# READING PASSAGE
Full Title: Marginal Wells 101: What Are They, Where Are They, and Why Do We Need to Assess Them?
Author(s): Marissa DeLang, Lauren Schmeisser, Deborah Gordon, Carmela Chaney, and Lottie Mitchell
Publisher(s): Rocky Mountain Institute
Publication Date: April 23, 2025
Full Text: Download Resource
Description (excerpt):
Over half a million oil and gas wells in the United States produced 15 barrels of oil equivalent (BOE) or less daily in 2023 (according to RMI analysis using Enverus and Rextag). These low-producing wells, called marginal wells, comprise three-quarters of all US oil- and gas-producing wells. At most, these wells extract less than 630 gallons a day — enough to fill just eight bathtubs. But most of these wells produce far less than that. Almost half of marginal wells are submarginal wells or “micro producers” that produce one BOE or less per day — not enough to fill one bathtub.
Marginal wells are often overlooked. While government records generally have their location, volume, owner, and operator, marginal wells are often hidden in plain sight, receiving little attention from communities and regulators. These wells, like all oil and gas systems, are a significant source of methane, which causes fires and explosions, contributes to smog, and heats the planet over 80 times more powerfully than carbon dioxide.
Marginal wells also emit dangerous air toxins and volatile organic compounds (including benzene, toluene, ethylbenzene, xylene, and hydrogen sulfide) that can sicken people by polluting air, water, and land. The effects on surrounding communities can amount to far greater impacts than the marginal economic benefits gained. And nearly one in ten Americans live in a county with over 1,000 marginal wells.
The small production volumes of marginal wells can make their operations highly emissions intensive and wasteful. Given their massive numbers and heightened risk of being abandoned, targeted measurement, greater transparency, and stricter oversight are merited.

# LIST OF TASKS
1. According to the marginal wells description, what share of all US oil- and gas-producing wells are marginal wells?
2. Why does the marginal wells description say that targeted measurement, greater transparency, and stricter oversight are merited?

# PROVIDED DATA

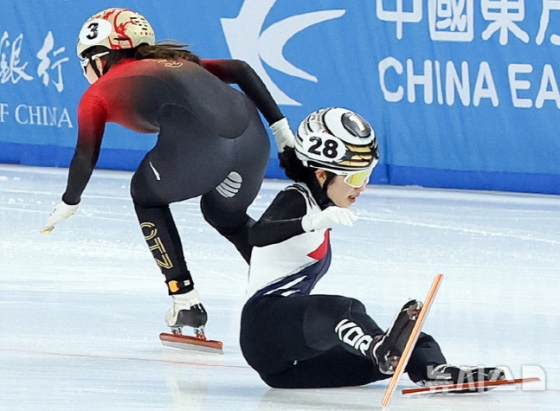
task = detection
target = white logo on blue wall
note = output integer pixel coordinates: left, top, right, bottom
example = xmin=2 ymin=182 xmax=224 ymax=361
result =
xmin=221 ymin=0 xmax=346 ymax=106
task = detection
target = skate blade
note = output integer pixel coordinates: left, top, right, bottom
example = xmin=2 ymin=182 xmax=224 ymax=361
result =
xmin=159 ymin=333 xmax=224 ymax=354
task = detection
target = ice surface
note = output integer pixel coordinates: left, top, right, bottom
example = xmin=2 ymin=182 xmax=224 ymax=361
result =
xmin=0 ymin=165 xmax=560 ymax=411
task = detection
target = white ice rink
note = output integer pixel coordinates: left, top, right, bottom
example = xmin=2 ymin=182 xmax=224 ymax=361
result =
xmin=0 ymin=165 xmax=560 ymax=411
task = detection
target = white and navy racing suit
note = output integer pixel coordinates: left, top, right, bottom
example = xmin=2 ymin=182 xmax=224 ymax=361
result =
xmin=240 ymin=183 xmax=445 ymax=388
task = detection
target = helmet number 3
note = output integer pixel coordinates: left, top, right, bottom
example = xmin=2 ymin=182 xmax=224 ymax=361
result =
xmin=307 ymin=136 xmax=344 ymax=160
xmin=86 ymin=23 xmax=99 ymax=40
xmin=78 ymin=19 xmax=113 ymax=46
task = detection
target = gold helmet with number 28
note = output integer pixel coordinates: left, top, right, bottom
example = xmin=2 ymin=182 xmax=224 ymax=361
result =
xmin=295 ymin=107 xmax=379 ymax=175
xmin=77 ymin=8 xmax=156 ymax=58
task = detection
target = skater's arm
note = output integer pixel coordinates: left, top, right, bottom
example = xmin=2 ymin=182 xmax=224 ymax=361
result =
xmin=249 ymin=190 xmax=307 ymax=247
xmin=202 ymin=59 xmax=284 ymax=125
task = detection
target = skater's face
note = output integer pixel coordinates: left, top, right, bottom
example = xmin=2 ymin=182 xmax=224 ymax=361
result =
xmin=315 ymin=170 xmax=367 ymax=208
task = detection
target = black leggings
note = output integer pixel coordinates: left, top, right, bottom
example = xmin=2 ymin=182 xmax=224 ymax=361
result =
xmin=131 ymin=100 xmax=270 ymax=293
xmin=240 ymin=295 xmax=445 ymax=388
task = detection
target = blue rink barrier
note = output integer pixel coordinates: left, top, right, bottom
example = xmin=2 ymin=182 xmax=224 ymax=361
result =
xmin=0 ymin=0 xmax=560 ymax=194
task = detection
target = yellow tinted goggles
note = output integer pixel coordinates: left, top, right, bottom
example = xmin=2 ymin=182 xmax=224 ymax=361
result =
xmin=341 ymin=168 xmax=373 ymax=188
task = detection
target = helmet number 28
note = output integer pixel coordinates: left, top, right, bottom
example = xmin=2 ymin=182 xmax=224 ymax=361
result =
xmin=307 ymin=136 xmax=341 ymax=160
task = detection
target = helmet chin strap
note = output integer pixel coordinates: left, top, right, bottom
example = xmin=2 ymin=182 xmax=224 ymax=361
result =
xmin=323 ymin=170 xmax=336 ymax=197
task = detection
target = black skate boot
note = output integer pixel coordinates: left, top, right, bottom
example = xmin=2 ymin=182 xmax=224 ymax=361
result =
xmin=165 ymin=290 xmax=208 ymax=337
xmin=418 ymin=364 xmax=506 ymax=394
xmin=372 ymin=300 xmax=422 ymax=375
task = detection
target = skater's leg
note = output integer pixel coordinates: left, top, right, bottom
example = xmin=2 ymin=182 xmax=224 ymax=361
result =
xmin=261 ymin=346 xmax=390 ymax=388
xmin=200 ymin=102 xmax=270 ymax=263
xmin=240 ymin=295 xmax=386 ymax=388
xmin=134 ymin=205 xmax=194 ymax=295
xmin=200 ymin=190 xmax=255 ymax=263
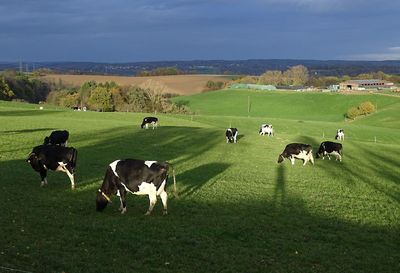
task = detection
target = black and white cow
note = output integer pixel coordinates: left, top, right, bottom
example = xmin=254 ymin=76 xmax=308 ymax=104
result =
xmin=278 ymin=143 xmax=314 ymax=166
xmin=96 ymin=159 xmax=176 ymax=215
xmin=140 ymin=117 xmax=158 ymax=130
xmin=335 ymin=129 xmax=344 ymax=140
xmin=259 ymin=124 xmax=274 ymax=136
xmin=43 ymin=130 xmax=69 ymax=146
xmin=26 ymin=145 xmax=78 ymax=189
xmin=225 ymin=128 xmax=238 ymax=143
xmin=316 ymin=141 xmax=343 ymax=161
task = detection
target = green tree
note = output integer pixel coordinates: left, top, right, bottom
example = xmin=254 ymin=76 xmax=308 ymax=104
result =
xmin=0 ymin=76 xmax=14 ymax=100
xmin=283 ymin=65 xmax=309 ymax=85
xmin=88 ymin=86 xmax=114 ymax=112
xmin=258 ymin=70 xmax=283 ymax=85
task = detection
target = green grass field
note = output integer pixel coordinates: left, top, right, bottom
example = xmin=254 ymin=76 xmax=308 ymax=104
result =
xmin=0 ymin=90 xmax=400 ymax=273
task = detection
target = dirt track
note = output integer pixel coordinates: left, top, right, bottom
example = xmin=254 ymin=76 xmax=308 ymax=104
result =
xmin=43 ymin=75 xmax=229 ymax=95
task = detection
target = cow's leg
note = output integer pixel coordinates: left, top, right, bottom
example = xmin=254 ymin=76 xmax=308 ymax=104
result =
xmin=145 ymin=187 xmax=157 ymax=215
xmin=118 ymin=187 xmax=126 ymax=214
xmin=40 ymin=169 xmax=47 ymax=187
xmin=65 ymin=166 xmax=75 ymax=190
xmin=160 ymin=190 xmax=168 ymax=215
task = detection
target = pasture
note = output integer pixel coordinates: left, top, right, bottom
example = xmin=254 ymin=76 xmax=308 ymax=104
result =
xmin=0 ymin=91 xmax=400 ymax=273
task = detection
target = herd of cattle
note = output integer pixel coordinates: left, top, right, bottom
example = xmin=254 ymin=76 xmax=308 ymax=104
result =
xmin=26 ymin=117 xmax=344 ymax=215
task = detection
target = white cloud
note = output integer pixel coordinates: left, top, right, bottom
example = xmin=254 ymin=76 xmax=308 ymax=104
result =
xmin=349 ymin=46 xmax=400 ymax=61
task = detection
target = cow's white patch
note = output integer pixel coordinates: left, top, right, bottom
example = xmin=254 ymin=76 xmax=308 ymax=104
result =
xmin=292 ymin=150 xmax=314 ymax=165
xmin=134 ymin=182 xmax=157 ymax=196
xmin=144 ymin=160 xmax=157 ymax=168
xmin=157 ymin=179 xmax=167 ymax=195
xmin=110 ymin=160 xmax=120 ymax=177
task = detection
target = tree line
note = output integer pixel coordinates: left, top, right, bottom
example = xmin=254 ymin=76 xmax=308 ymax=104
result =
xmin=235 ymin=65 xmax=400 ymax=88
xmin=0 ymin=71 xmax=189 ymax=113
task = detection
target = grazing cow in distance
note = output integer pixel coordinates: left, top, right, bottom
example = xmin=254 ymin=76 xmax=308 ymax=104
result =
xmin=225 ymin=128 xmax=238 ymax=143
xmin=335 ymin=129 xmax=344 ymax=140
xmin=140 ymin=117 xmax=158 ymax=130
xmin=43 ymin=130 xmax=69 ymax=146
xmin=96 ymin=159 xmax=176 ymax=215
xmin=316 ymin=141 xmax=343 ymax=161
xmin=26 ymin=145 xmax=78 ymax=189
xmin=278 ymin=143 xmax=314 ymax=166
xmin=259 ymin=124 xmax=274 ymax=136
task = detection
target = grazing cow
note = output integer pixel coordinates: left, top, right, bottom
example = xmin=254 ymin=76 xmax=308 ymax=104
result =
xmin=26 ymin=145 xmax=78 ymax=189
xmin=259 ymin=124 xmax=274 ymax=136
xmin=278 ymin=143 xmax=314 ymax=166
xmin=140 ymin=117 xmax=158 ymax=130
xmin=316 ymin=141 xmax=343 ymax=161
xmin=43 ymin=130 xmax=69 ymax=146
xmin=225 ymin=128 xmax=238 ymax=143
xmin=335 ymin=129 xmax=344 ymax=140
xmin=96 ymin=159 xmax=176 ymax=215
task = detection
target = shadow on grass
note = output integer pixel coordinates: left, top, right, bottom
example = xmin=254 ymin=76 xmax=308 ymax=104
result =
xmin=316 ymin=143 xmax=400 ymax=203
xmin=0 ymin=181 xmax=400 ymax=273
xmin=176 ymin=163 xmax=230 ymax=195
xmin=0 ymin=128 xmax=56 ymax=134
xmin=273 ymin=164 xmax=286 ymax=208
xmin=0 ymin=109 xmax=64 ymax=117
xmin=0 ymin=127 xmax=400 ymax=273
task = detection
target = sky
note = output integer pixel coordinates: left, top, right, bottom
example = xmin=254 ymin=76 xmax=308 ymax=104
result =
xmin=0 ymin=0 xmax=400 ymax=62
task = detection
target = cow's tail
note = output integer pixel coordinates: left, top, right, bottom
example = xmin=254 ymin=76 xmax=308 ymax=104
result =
xmin=170 ymin=165 xmax=179 ymax=198
xmin=71 ymin=148 xmax=78 ymax=170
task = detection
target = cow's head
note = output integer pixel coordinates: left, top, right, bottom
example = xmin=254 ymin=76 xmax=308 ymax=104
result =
xmin=43 ymin=137 xmax=50 ymax=145
xmin=96 ymin=189 xmax=111 ymax=211
xmin=26 ymin=153 xmax=41 ymax=172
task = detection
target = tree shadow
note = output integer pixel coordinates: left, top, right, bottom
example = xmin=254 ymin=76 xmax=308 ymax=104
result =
xmin=0 ymin=109 xmax=62 ymax=117
xmin=317 ymin=143 xmax=400 ymax=203
xmin=0 ymin=128 xmax=57 ymax=134
xmin=176 ymin=163 xmax=230 ymax=195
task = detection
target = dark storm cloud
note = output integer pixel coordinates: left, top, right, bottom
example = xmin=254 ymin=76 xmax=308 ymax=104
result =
xmin=0 ymin=0 xmax=400 ymax=61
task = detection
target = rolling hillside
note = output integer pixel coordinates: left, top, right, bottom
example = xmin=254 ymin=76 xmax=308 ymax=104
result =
xmin=0 ymin=91 xmax=400 ymax=273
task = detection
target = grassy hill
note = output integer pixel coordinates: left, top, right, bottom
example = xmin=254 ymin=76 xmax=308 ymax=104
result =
xmin=0 ymin=91 xmax=400 ymax=272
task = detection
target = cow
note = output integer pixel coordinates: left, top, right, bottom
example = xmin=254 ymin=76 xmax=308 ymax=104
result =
xmin=43 ymin=130 xmax=69 ymax=146
xmin=259 ymin=124 xmax=274 ymax=136
xmin=140 ymin=117 xmax=158 ymax=130
xmin=225 ymin=128 xmax=239 ymax=143
xmin=278 ymin=143 xmax=314 ymax=166
xmin=335 ymin=129 xmax=344 ymax=140
xmin=26 ymin=145 xmax=78 ymax=189
xmin=96 ymin=159 xmax=176 ymax=215
xmin=316 ymin=141 xmax=343 ymax=161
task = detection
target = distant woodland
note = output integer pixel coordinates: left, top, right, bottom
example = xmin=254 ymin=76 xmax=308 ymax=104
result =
xmin=0 ymin=65 xmax=400 ymax=113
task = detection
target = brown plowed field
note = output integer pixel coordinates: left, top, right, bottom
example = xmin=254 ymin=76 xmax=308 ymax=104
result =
xmin=43 ymin=75 xmax=230 ymax=95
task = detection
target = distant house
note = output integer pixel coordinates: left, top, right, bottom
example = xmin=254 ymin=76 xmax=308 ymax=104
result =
xmin=328 ymin=84 xmax=340 ymax=91
xmin=339 ymin=80 xmax=394 ymax=90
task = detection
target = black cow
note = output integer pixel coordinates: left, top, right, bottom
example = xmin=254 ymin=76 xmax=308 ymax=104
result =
xmin=96 ymin=159 xmax=176 ymax=215
xmin=43 ymin=130 xmax=69 ymax=146
xmin=335 ymin=129 xmax=344 ymax=140
xmin=225 ymin=128 xmax=238 ymax=143
xmin=26 ymin=145 xmax=78 ymax=189
xmin=316 ymin=141 xmax=343 ymax=161
xmin=140 ymin=117 xmax=158 ymax=130
xmin=278 ymin=143 xmax=314 ymax=166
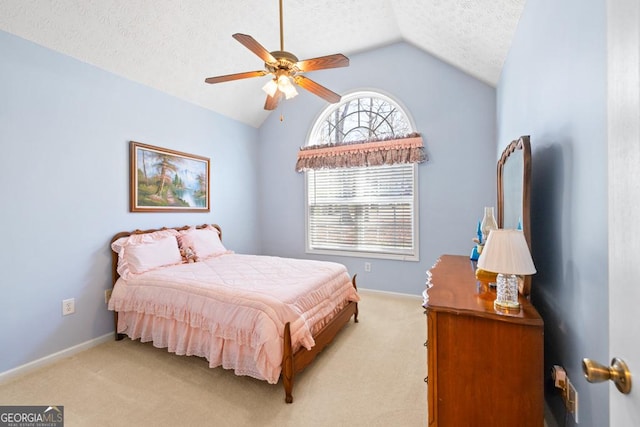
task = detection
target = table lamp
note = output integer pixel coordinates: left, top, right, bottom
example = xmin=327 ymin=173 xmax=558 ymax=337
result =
xmin=478 ymin=229 xmax=536 ymax=310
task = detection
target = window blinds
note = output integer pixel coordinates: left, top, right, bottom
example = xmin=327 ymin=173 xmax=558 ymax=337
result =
xmin=306 ymin=164 xmax=415 ymax=256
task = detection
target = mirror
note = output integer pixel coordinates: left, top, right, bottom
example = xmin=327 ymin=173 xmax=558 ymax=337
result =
xmin=498 ymin=135 xmax=531 ymax=297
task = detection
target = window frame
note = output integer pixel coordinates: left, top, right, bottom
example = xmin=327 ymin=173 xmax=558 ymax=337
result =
xmin=304 ymin=90 xmax=420 ymax=261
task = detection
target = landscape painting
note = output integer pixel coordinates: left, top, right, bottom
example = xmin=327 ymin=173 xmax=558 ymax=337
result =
xmin=130 ymin=141 xmax=209 ymax=212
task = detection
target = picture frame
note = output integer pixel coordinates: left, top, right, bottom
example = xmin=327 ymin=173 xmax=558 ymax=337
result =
xmin=129 ymin=141 xmax=210 ymax=212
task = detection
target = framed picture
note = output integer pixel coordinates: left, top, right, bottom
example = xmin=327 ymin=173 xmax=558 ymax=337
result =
xmin=129 ymin=141 xmax=209 ymax=212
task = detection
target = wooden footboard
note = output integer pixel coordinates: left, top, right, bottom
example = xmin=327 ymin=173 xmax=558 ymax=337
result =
xmin=281 ymin=275 xmax=358 ymax=403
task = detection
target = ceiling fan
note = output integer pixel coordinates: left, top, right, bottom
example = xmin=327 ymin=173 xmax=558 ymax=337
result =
xmin=205 ymin=0 xmax=349 ymax=110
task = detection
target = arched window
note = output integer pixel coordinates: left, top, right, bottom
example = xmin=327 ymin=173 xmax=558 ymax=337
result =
xmin=301 ymin=91 xmax=424 ymax=260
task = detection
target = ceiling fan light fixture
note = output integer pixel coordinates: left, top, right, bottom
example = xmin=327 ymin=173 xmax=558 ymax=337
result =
xmin=262 ymin=78 xmax=278 ymax=97
xmin=278 ymin=74 xmax=298 ymax=99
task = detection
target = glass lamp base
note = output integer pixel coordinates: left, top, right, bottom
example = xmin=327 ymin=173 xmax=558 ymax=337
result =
xmin=493 ymin=273 xmax=520 ymax=310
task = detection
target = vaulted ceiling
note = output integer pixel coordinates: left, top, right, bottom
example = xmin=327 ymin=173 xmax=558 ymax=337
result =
xmin=0 ymin=0 xmax=526 ymax=127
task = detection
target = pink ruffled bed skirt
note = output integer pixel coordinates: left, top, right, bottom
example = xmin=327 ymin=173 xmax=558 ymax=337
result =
xmin=118 ymin=301 xmax=348 ymax=384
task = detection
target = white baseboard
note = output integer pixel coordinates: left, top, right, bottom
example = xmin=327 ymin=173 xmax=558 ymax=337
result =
xmin=358 ymin=286 xmax=422 ymax=301
xmin=0 ymin=332 xmax=114 ymax=384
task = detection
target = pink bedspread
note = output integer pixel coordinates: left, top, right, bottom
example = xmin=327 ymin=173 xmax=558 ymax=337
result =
xmin=109 ymin=254 xmax=359 ymax=383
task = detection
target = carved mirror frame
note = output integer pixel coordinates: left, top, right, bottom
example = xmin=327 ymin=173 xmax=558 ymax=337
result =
xmin=498 ymin=135 xmax=531 ymax=298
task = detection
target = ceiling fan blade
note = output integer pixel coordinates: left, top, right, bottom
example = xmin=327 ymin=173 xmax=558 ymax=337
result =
xmin=204 ymin=70 xmax=268 ymax=84
xmin=296 ymin=53 xmax=349 ymax=72
xmin=232 ymin=33 xmax=277 ymax=64
xmin=264 ymin=90 xmax=284 ymax=110
xmin=293 ymin=76 xmax=342 ymax=104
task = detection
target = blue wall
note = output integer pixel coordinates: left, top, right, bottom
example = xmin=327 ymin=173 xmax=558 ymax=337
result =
xmin=260 ymin=43 xmax=498 ymax=295
xmin=0 ymin=32 xmax=260 ymax=372
xmin=497 ymin=0 xmax=609 ymax=427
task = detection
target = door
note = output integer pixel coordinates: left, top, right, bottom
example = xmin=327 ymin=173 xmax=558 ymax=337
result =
xmin=608 ymin=0 xmax=640 ymax=427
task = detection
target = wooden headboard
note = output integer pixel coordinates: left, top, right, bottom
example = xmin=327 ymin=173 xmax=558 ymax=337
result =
xmin=109 ymin=224 xmax=222 ymax=286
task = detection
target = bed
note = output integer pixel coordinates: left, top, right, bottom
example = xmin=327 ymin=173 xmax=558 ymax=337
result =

# ANSWERS PROVIDED
1. Three-quarters of them.

2. Marginal wells exist in massive numbers and carry a heightened risk of being abandoned. Their small production volumes can also make their operations highly emissions intensive and wasteful.